**Given passage:**
Unix provides the ability to monitor process execution and, to a limited extent, specify execution priorities. By doing so, you can control how CPU time is allocated and (indirectly) how memory is used. For example, you can expedite certain jobs at the expense of all others, or you can maintain interactive response times by forcing large jobs to run at lowered priority. This section discusses Unix processes and the tools available for monitoring and controlling process execution.
The uptime command gives you a rough estimate of the system load:
% uptime 3:24pm up 2 days, 2:41, 16 users, load average: 1.90, 1.43, 1.33
uptime reports the current time, how long the system has been up, and three load average figures. The load average is a rough measure of CPU use. These three figures report the average number of processes active during the last minute, the last five minutes, and the last 15 minutes. High load averages usually mean that the system is being used heavily and the response time is correspondingly slow. Note that the system's load average does not take into account the priorities of the processes that are running.
What's high? As usual, that depends on your system. Ideally, you'd like a load average under about 3-5 (per CPU), but that's not always possible given the workload that some systems are required to handle. Ultimately, "high" means high enough that you don't need uptime to tell you that the system is overloaded you can tell from its response time.
Furthermore, different systems behave differently under the same load average. For example, on some workstations, running a single CPU-bound background job at the same time as X Windows will bring interactive response to a crawl even though the load average remains quite low. A low load average is no guarantee of a fast response time, because CPU availability is just one factor affecting overall system performance. You can generally expect to see higher typical load averages on server systems than on single-user workstations.
15.2.1 The ps Command
The ps command gives a more complete picture of system activity. This utility produces a report summarizing execution statistics for current processes. The command's options control which processes are listed and what information is displayed about each one. The format of the command differs considerably between the BSD and System V forms.
To obtain an overall view of current system activity, the most useful form of the BSD-style command is ps aux, which produces a table of all processes, arranged in order of decreasing CPU usage at the moment when the ps command was executed. It is often useful to pipe this output to head, which displays the most active processes:
% ps aux | head -5 USER PID %CPU %MEM SZ RSS TTY STAT TIME COMMAND harvey 12923 74.2 22.5 223 376 p5 R 2:12 f77 -o test test.F chavez 16725 10.9 50.8 1146 1826 p6 R N 56:04 g04 HgO.dat wang 17026 3.5 1.2 354 240 co I 0:19 vi benzene.txt marj 7997 0.2 0.3 142 46 p3 S 0:04 csh
The meanings of the fields in this output (as well as others displayed by the -l option to ps) are given in Table 15-2.
The first line in the previous example shows that user harvey is running a Fortran compilation. This process has PID 12923 and is currently running or runnable. User chavez's process (PID 16725), executing the program g04, is also running or runnable, though at a lowered priority. From this display, it's obvious who is using the most system resources at this instant: harvey and chavez have about 85% of the CPU and 73% of the memory between them. However, although it does display total CPU time, ps does not average the %CPU or %MEM values over time in any way.

**Objective:**
Continue the passage on monitoring Unix processes from the point where it stops. The items play no role in this work.

**Record set:**

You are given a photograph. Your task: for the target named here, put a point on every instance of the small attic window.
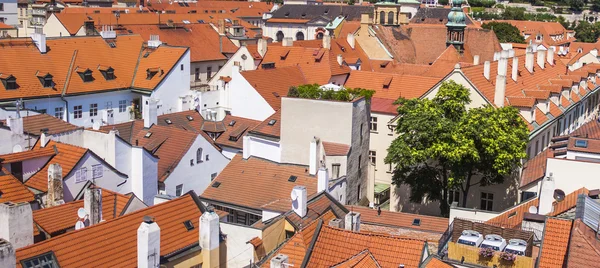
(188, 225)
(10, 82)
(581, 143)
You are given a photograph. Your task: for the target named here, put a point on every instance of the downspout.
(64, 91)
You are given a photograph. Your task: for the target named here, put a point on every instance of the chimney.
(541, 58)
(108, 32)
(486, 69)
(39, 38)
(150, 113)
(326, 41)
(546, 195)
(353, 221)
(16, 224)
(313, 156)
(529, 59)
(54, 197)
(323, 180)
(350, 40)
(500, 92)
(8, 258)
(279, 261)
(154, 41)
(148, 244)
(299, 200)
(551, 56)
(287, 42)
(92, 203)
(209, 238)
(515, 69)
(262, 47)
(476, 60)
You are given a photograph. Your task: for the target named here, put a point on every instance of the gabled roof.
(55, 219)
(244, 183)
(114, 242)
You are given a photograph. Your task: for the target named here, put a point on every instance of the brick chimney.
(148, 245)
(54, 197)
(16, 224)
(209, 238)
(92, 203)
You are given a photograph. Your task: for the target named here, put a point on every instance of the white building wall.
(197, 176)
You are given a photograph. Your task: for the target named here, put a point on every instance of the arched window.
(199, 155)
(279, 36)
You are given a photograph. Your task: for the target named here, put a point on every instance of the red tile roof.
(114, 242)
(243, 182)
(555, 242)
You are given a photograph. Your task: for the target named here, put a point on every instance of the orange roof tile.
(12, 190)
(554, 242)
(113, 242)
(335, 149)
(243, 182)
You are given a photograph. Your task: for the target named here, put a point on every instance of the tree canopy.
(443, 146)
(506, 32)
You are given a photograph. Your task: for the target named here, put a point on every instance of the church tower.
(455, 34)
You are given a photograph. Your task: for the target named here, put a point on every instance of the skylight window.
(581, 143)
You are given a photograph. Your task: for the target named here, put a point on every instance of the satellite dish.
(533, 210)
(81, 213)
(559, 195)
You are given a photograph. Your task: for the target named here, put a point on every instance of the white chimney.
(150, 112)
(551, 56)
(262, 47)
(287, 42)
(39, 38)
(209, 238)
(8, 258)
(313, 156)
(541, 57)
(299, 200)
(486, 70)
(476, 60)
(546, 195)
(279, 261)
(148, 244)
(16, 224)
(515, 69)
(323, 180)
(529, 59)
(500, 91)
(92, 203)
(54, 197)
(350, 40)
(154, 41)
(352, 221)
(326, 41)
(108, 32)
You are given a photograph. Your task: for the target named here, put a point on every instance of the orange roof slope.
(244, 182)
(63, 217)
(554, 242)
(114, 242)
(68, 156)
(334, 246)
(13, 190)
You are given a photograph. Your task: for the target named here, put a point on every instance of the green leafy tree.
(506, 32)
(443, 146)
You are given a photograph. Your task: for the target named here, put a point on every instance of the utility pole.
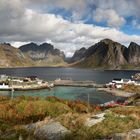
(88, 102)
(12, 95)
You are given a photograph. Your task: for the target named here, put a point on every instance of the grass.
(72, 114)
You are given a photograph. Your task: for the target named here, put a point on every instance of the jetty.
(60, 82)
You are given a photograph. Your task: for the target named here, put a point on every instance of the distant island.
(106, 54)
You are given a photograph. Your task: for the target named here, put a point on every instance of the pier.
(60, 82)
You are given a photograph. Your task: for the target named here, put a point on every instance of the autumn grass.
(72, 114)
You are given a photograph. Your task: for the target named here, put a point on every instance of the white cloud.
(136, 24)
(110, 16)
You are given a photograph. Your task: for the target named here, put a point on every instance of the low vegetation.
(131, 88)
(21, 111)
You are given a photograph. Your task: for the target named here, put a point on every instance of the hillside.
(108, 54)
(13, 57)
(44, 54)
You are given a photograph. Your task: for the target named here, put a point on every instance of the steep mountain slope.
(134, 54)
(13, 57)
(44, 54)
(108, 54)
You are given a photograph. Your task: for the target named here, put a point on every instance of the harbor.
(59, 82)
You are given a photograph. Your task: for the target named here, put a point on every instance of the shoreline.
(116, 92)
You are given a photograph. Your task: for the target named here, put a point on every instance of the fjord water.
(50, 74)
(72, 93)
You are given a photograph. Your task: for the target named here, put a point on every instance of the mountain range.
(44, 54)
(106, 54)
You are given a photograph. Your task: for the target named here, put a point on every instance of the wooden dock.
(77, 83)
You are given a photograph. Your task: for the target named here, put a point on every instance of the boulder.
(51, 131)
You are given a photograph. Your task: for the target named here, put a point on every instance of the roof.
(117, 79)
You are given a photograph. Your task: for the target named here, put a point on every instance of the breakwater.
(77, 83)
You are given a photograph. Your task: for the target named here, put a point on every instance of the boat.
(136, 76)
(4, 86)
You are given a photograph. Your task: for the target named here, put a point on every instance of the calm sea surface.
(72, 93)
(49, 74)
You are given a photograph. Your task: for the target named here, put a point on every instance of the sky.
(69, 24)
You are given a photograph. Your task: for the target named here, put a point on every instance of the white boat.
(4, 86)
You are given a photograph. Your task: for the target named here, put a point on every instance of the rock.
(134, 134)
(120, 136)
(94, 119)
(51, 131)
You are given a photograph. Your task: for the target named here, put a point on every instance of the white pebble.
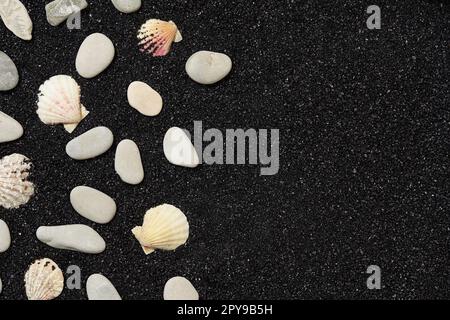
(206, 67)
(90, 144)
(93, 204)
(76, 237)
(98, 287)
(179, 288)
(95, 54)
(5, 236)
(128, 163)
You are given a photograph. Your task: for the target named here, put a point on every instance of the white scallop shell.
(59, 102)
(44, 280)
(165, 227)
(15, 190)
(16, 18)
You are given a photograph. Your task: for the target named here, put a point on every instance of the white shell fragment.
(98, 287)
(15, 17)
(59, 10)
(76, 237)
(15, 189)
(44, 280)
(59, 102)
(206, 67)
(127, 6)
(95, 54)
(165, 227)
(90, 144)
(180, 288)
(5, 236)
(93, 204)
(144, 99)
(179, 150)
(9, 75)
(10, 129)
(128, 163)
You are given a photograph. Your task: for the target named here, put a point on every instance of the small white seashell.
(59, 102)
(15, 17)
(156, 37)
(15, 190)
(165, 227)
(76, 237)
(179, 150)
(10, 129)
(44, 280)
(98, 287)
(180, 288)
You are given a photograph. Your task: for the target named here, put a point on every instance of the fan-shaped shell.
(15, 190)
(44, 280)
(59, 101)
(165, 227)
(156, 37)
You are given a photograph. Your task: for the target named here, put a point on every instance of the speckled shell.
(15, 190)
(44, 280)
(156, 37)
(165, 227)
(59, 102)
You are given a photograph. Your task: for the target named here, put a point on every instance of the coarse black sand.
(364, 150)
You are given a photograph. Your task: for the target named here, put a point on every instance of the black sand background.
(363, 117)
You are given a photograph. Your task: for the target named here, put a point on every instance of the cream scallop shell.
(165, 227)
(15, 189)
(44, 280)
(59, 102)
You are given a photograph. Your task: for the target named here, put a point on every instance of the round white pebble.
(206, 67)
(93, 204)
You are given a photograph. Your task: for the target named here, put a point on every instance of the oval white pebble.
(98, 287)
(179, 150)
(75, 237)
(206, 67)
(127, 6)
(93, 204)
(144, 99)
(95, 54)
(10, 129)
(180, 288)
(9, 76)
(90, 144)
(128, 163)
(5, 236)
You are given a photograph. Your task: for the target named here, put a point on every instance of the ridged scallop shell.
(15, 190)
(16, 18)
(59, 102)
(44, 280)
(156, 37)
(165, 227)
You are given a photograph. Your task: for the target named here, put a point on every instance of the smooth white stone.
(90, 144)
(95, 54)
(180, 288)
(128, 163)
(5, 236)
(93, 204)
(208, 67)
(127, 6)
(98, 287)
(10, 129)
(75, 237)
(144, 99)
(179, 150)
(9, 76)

...

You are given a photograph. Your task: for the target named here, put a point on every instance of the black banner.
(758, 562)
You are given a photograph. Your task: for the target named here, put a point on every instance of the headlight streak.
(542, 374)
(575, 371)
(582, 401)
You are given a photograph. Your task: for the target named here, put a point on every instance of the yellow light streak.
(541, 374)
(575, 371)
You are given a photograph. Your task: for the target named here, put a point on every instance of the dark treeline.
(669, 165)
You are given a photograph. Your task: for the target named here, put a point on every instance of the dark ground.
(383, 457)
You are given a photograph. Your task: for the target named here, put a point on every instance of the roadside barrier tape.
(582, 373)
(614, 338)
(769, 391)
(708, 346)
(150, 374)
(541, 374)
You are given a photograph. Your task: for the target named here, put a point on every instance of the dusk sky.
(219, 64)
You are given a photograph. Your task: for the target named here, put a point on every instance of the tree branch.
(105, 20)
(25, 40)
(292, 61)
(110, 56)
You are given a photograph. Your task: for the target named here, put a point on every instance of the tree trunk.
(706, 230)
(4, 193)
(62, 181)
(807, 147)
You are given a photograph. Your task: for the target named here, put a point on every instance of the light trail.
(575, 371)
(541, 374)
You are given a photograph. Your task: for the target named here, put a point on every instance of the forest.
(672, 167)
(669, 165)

--

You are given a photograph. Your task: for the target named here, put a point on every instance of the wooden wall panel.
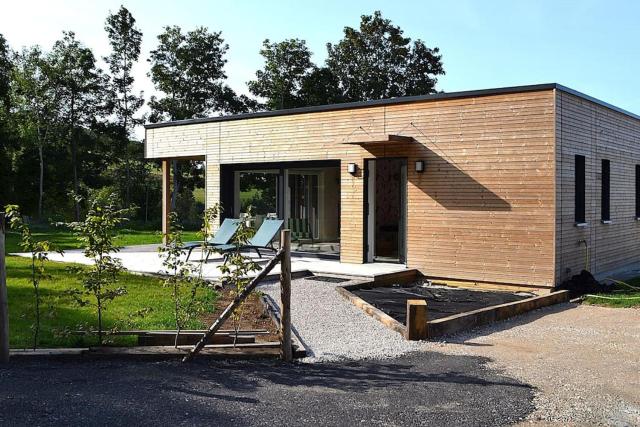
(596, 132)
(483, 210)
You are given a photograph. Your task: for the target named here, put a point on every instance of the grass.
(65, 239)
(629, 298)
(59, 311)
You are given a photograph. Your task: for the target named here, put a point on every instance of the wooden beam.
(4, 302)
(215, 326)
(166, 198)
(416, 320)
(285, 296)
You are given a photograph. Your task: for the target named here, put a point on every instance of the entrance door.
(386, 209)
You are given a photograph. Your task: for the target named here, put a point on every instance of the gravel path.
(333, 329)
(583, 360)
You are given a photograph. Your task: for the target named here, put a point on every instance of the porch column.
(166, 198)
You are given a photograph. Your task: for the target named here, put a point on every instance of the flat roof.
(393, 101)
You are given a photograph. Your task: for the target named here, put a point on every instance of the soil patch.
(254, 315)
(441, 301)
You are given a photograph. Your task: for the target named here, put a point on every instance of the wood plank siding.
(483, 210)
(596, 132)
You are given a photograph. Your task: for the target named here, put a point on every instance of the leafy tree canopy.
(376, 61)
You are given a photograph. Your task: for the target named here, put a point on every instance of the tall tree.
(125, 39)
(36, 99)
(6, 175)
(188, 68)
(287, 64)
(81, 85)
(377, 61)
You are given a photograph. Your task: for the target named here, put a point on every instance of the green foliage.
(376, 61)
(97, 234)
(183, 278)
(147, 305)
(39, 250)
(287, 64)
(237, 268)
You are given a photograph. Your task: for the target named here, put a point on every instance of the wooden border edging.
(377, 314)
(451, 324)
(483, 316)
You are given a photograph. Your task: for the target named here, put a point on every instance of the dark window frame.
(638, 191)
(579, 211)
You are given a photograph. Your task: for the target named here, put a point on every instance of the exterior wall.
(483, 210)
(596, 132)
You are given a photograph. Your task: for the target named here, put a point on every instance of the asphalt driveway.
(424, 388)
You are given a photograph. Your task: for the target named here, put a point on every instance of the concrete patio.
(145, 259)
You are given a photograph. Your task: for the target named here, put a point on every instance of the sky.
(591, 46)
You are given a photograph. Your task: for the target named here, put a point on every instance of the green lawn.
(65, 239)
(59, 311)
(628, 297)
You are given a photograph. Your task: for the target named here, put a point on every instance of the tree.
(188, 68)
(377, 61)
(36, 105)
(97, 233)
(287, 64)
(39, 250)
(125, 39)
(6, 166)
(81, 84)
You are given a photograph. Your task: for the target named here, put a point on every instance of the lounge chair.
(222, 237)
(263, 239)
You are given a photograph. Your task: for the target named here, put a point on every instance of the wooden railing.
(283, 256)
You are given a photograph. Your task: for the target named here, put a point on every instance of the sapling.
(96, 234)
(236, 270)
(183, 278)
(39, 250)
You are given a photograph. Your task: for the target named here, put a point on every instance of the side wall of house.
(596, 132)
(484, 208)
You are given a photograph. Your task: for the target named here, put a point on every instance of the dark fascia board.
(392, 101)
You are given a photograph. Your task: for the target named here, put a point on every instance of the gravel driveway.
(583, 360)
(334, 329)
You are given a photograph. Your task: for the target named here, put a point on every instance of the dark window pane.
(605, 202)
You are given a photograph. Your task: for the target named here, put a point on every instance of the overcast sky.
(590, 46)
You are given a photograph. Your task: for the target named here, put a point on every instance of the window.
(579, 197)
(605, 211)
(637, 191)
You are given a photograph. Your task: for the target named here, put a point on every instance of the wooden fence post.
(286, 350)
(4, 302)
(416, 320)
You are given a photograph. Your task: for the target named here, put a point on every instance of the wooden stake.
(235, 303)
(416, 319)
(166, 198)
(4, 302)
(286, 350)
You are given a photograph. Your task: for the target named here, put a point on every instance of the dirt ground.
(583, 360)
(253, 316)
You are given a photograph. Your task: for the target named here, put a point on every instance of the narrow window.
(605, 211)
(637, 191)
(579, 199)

**Answer to the exercise:**
A vaguely similar listing is produced by the System V ps -ef command:
$ ps -ef UID PID PPID C STIME TTY TIME CMD root 0 0 0 09:36:35 ? 0:00 sched root 1 0 0 09:36:35 ? 0:02 /etc/init ... marj 7997 1 10 09:49:32 ttyp3 0:04 csh harvey 12923 11324 9 10:19:49 ttyp5 56:12 f77 -o test test.F chavez 16725 16652 15 17:02:43 ttyp6 10:04 g04 HgO.dat wang 17026 17012 14 17:23:12 console 0:19 vi benzene.txt
The columns hold the username, process ID, parent's PID (the PID of the process that created it), the current scheduler value, the time the process started, its associated terminal, its accumulated CPU time, and the command it is running. Note that the ordering is by PID, not resource usage. This form of ps is supported under Solaris, HP-UX, AIX, and Tru64. ps is also useful in pipes; a common use is:
% ps aux | grep chavez
This command lists the processes user chavez currently has running.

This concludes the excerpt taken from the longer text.